RECORDS TO USE section start
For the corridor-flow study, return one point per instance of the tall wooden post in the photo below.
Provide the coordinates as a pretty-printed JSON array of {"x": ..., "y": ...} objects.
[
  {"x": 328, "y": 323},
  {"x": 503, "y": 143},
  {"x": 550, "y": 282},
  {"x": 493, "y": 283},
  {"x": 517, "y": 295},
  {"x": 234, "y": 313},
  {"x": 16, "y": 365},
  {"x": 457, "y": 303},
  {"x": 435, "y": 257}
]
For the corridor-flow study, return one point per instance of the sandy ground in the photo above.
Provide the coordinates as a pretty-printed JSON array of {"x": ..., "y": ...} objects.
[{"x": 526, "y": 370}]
RECORDS TO USE section end
» YOUR GOAL
Whenever a line of the data includes the word "return", show that line in full.

» RESULT OF THIS TASK
For the corridor-flow study, return one point per instance of the tall wooden post in the photo below.
For the corridor-flow study, return one point per instance of the sandy ground in the photo above.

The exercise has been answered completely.